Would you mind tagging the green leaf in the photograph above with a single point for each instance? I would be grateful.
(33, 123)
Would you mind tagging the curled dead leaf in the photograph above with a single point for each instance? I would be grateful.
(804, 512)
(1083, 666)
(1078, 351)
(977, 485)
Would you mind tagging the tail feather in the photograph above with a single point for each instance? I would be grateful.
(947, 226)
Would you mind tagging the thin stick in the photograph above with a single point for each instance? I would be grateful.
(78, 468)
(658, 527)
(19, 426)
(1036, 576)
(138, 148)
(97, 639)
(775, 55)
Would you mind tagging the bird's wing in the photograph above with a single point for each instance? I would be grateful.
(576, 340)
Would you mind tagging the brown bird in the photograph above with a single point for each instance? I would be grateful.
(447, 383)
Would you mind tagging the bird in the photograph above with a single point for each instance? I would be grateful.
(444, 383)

What you should do
Each record above must be given again exactly.

Exercise output
Would you mind tagging the green leaf in the photograph above with a single point for each instance? I would be grateful.
(33, 123)
Would you mind tagging the curled dead leaf in the photograph above with a single point for each instance? I would be grateful.
(804, 512)
(1083, 666)
(1078, 351)
(977, 485)
Would you mind tagging the tail feather in the photograph above with a single point for each instance? I would be grateful.
(947, 226)
Would you mind tagging the thin stick in the photograph above with a single point for each instance? I would be grateful.
(78, 468)
(658, 527)
(19, 426)
(1036, 576)
(138, 148)
(97, 639)
(775, 55)
Would you mind tagging the bird's wing in the photograph above with a single point for each instance? I would be grateful.
(576, 340)
Would you mind tagging the brown bird in the photograph above with a single point for each instance? I would be grateful.
(447, 383)
Would you mind tagging the bird in the photograph above with a single point for each instance? I would be grateful.
(444, 383)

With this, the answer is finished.